Keywords: density functional theory (DFT); Hartree-Fock (H-F); Ab-initio, semi-empirical; acid corrosion; inhibition; alloys

Introduction

Many experimental methods and modern surface characterization tools have been created to evaluate and characterize the performance of corrosion inhibitors for metals and alloys ¹^-⁴. These methodologies are often expensive, time consuming and tedious. Computational methods have already proven to be very useful in determining the inhibitors molecular structure and elucidating its electronic properties and reactivity.

The aim of assessing the efficiency of a corrosion inhibitor, with the help of computational chemistry tools, is to search for compounds with desired properties, using mathematical quantified and computerized forms ⁵.

The development of DFT, force fields and molecular dynamic (MD) simulations, abolition, semi-empirical and Hartree-Fock model approaches provides potential solutions.

The pioneering work of Hohenberg and Kohn (1964) ⁶ and Kohn and Sham (1965) ⁷ has made DFT one of the more popular tools among computational chemical methods, because it focuses on the electron density P(r) as the carrier of all information in the molecular ground state, rather than on a single-electron wave function ¹. Several molecular parameters and descriptors widely used in the molecular characterization of corrosion inhibitors effectiveness on the metal surfaces have been derived from DFT.

The purpose of our review is to divulge computational chemistry as a modern tool in developing novel molecules for the protection of metals and alloys that are important engineering contributors, and to examine papers and short communications that focus on this research topic. Investigation efforts that have been done recently on the use of computational tools in the field of corrosion studies are presented below.

Computational modeling in corrosion inhibition

Based in the frontier molecular orbital (FMO) theory description, the highest occupied molecular orbital (HOMO) and the lowest unoccupied molecular orbital (LUMO) are often associated with the ability of inhibitor molecules to donate and accept electrons, respectively.

HOMO energy (E_HOMO) indicates that an inhibitor molecule has the tendency to donate electrons to the metals unoccupied molecular orbitals (UMO).

In its turn, LUMO energy (E_LUMO) indicates the ability of the inhibitor molecules to accept electrons from the metals occupied molecular orbitals (OMO). High E_LUMO values mean that the inhibitor molecule accepts electrons more easily, and, if that happens, it is not considered as a good corrosion protector, since it will not tend to prevent metals deterioration. The principle behind this is that a molecule E_LUMO must be lower than its E_HOMO, for excellent corrosion inhibition ⁸.

Computational methods

The following computational methods, including Ab initio, DFT and semi-empirical models, are used for solving the time independent Schrödinger equation for the electrons of a molecular system, as a function of their nuclei positions.

#### [Exercises]
- 1) In the corrosion text, what does DFT focus on as the carrier of all information in the molecular ground state?
- 2) Decide whether each statement agrees with the corrosion text. Answer yes or no for each and quote the deciding words.
(a) The experimental methods for evaluating inhibitors are described as expensive, time consuming and tedious.
(b) The HOMO is associated with the ability of inhibitor molecules to accept electrons.
(c) The listed computational methods are used to solve the time independent Schrödinger equation.
- 3) Reproduce the corrosion text from "Many experimental methods" to "properties and reactivity.".

#### [Dataset entries]
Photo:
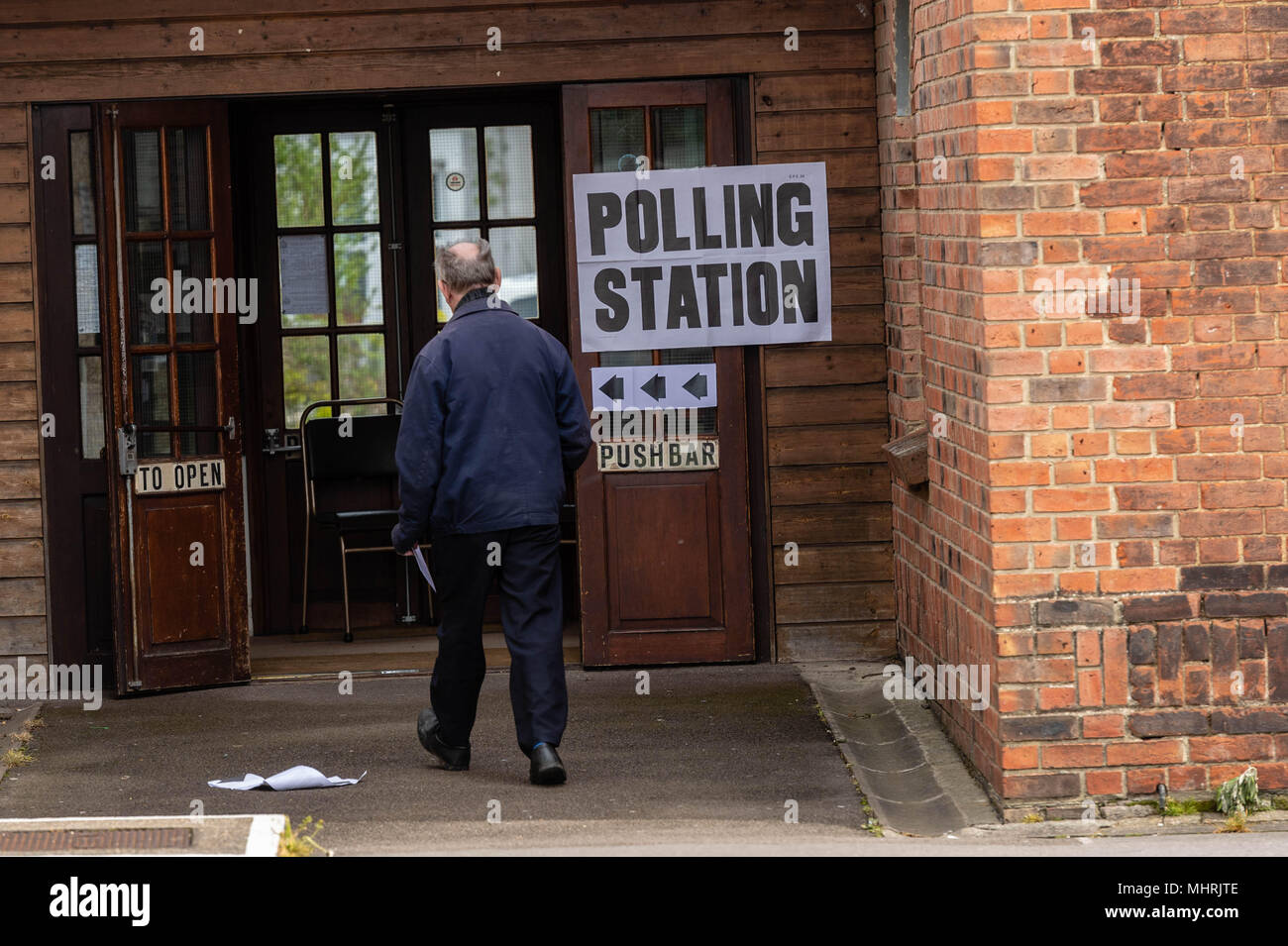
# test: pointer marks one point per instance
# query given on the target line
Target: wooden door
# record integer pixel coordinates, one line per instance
(73, 434)
(180, 558)
(665, 556)
(329, 249)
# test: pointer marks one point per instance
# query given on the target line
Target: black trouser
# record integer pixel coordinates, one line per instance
(527, 563)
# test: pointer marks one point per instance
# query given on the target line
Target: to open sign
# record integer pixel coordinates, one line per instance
(183, 476)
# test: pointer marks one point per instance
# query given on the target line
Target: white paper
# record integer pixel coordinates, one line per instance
(288, 781)
(424, 568)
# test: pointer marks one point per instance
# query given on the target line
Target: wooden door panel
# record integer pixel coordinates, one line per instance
(665, 556)
(71, 310)
(184, 600)
(174, 374)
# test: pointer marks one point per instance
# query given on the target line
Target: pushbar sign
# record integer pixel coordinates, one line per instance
(703, 257)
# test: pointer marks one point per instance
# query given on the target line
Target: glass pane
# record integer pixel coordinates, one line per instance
(447, 239)
(196, 321)
(142, 162)
(303, 280)
(509, 171)
(297, 159)
(305, 373)
(86, 296)
(153, 402)
(616, 360)
(361, 369)
(454, 158)
(515, 252)
(355, 188)
(146, 263)
(359, 293)
(91, 407)
(679, 137)
(198, 402)
(82, 183)
(189, 192)
(700, 356)
(616, 138)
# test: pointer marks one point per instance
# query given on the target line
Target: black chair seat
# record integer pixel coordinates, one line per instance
(355, 520)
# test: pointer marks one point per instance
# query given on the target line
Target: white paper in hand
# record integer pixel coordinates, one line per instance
(424, 568)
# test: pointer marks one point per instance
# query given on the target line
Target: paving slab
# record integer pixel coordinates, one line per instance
(910, 773)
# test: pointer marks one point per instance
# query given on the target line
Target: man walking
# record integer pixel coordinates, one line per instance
(490, 422)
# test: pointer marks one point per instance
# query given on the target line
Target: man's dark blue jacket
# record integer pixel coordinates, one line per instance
(490, 421)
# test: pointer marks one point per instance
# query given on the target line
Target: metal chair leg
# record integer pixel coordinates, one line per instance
(344, 573)
(304, 614)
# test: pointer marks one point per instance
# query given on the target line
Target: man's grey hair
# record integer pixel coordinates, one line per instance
(463, 274)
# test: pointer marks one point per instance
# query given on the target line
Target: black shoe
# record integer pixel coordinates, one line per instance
(546, 768)
(454, 758)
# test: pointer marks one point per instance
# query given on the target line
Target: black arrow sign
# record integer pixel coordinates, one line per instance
(614, 387)
(655, 387)
(697, 385)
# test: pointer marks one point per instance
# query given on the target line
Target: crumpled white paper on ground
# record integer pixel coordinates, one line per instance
(294, 778)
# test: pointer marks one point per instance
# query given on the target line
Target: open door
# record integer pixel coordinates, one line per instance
(665, 555)
(174, 442)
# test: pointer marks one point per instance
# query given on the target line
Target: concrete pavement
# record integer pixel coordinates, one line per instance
(729, 748)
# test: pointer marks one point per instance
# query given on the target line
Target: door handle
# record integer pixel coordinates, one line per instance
(271, 446)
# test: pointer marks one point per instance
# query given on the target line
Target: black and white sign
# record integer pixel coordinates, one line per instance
(703, 257)
(657, 456)
(653, 386)
(184, 476)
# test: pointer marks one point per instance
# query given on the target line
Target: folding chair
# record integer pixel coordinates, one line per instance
(340, 452)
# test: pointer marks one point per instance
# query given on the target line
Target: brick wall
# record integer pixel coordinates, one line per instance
(1127, 468)
(934, 335)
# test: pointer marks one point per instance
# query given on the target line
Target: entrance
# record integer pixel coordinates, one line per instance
(178, 490)
(344, 206)
(665, 556)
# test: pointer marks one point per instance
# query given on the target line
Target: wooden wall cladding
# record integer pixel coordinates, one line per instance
(825, 402)
(67, 52)
(22, 564)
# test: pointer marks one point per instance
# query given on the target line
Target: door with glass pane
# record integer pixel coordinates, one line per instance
(174, 395)
(330, 330)
(665, 556)
(77, 536)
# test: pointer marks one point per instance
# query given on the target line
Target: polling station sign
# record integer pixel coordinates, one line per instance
(703, 257)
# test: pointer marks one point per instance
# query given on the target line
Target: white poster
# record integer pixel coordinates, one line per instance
(703, 257)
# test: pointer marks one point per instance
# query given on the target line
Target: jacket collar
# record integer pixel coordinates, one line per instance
(480, 304)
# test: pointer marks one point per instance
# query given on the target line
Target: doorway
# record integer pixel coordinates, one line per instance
(342, 205)
(176, 501)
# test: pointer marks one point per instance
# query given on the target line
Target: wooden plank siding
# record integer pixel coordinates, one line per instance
(22, 560)
(824, 403)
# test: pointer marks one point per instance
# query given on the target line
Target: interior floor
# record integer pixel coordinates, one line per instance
(375, 650)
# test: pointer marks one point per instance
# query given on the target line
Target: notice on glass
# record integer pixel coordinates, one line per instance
(301, 262)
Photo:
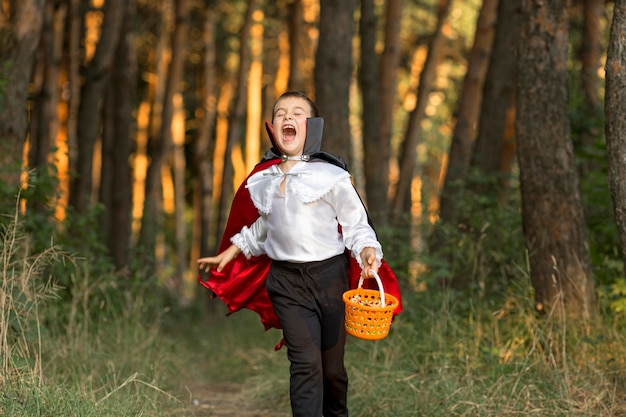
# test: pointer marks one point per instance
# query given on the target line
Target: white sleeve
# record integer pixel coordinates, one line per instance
(351, 214)
(251, 240)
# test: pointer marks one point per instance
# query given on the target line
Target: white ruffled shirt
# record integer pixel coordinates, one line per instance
(301, 225)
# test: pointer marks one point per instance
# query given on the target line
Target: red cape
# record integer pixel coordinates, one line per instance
(241, 284)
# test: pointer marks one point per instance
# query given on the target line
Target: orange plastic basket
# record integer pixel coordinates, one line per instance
(369, 312)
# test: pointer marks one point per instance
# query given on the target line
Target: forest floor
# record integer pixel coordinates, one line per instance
(226, 399)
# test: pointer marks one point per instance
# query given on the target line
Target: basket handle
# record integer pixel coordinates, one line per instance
(380, 286)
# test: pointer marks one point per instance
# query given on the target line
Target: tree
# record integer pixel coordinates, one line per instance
(552, 211)
(468, 112)
(202, 167)
(20, 28)
(117, 143)
(498, 96)
(333, 73)
(89, 123)
(402, 197)
(379, 88)
(615, 119)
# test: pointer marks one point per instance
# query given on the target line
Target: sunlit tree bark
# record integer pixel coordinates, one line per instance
(298, 40)
(378, 113)
(468, 113)
(552, 209)
(498, 96)
(333, 73)
(591, 55)
(44, 124)
(20, 28)
(117, 145)
(615, 121)
(407, 159)
(236, 114)
(203, 241)
(89, 123)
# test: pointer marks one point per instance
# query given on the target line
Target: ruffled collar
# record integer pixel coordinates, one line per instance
(308, 181)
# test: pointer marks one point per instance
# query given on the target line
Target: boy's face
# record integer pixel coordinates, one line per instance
(290, 114)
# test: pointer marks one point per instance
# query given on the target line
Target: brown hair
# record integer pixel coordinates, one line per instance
(297, 94)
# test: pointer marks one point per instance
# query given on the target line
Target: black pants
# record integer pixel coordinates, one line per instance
(307, 300)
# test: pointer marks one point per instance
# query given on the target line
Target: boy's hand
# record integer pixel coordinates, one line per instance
(368, 258)
(220, 260)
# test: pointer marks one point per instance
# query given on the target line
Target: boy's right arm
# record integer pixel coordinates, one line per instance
(220, 260)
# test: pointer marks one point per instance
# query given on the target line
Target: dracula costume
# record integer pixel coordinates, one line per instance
(300, 252)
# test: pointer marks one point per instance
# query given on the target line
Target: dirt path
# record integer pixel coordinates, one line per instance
(226, 400)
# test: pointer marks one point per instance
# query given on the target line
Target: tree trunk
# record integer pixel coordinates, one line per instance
(153, 185)
(236, 116)
(615, 120)
(89, 126)
(20, 28)
(297, 41)
(333, 74)
(381, 95)
(44, 124)
(116, 187)
(402, 198)
(591, 56)
(498, 95)
(173, 134)
(468, 112)
(552, 209)
(202, 180)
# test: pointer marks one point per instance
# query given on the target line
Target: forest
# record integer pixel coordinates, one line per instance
(487, 139)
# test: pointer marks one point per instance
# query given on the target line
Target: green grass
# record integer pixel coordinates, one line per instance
(101, 349)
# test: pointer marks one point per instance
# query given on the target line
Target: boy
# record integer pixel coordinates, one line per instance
(308, 215)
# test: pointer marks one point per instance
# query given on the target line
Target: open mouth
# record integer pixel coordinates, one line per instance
(289, 133)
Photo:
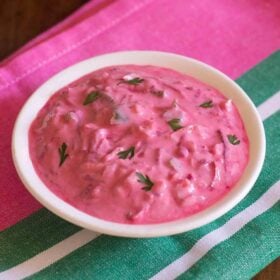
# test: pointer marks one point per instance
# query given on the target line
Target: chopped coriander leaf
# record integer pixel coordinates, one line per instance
(145, 180)
(134, 81)
(62, 153)
(91, 97)
(207, 104)
(233, 139)
(175, 124)
(129, 153)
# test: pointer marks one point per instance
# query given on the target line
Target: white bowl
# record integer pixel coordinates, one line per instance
(199, 70)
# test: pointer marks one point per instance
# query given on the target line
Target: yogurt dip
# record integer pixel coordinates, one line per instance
(139, 144)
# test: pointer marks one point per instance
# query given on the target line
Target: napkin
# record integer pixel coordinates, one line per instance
(242, 39)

#### [Solutions per task]
- 1) The electron density P(r).

- 2)
(a) Yes: "These methodologies are often expensive, time consuming and tedious."
(b) No: "the highest occupied molecular orbital (HOMO) and the lowest unoccupied molecular orbital (LUMO) are often associated with the ability of inhibitor molecules to donate and accept electrons, respectively."
(c) Yes: "are used for solving the time independent Schrödinger equation for the electrons of a molecular system"

- 3)
Many experimental methods and modern surface characterization tools have been created to evaluate and characterize the performance of corrosion inhibitors for metals and alloys ¹^-⁴. These methodologies are often expensive, time consuming and tedious. Computational methods have already proven to be very useful in determining the inhibitors molecular structure and elucidating its electronic properties and reactivity.